→ Problem requirements: Please output the items below as a two-column CSV with the header item_text,answer and one row per item: the item's text and its answer, each in a single quoted field with line breaks replaced by spaces.

→ Stored data:
========================================
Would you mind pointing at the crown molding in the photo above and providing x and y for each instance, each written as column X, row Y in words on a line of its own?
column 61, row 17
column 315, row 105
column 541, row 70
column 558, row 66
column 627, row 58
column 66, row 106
========================================
→ Output for this exercise:
item_text,answer
"Would you mind pointing at the crown molding in the photo above and providing x and y for each instance, each written as column X, row Y in words on a line of its own?","column 61, row 17 column 315, row 105 column 541, row 70 column 558, row 66 column 627, row 58 column 66, row 106"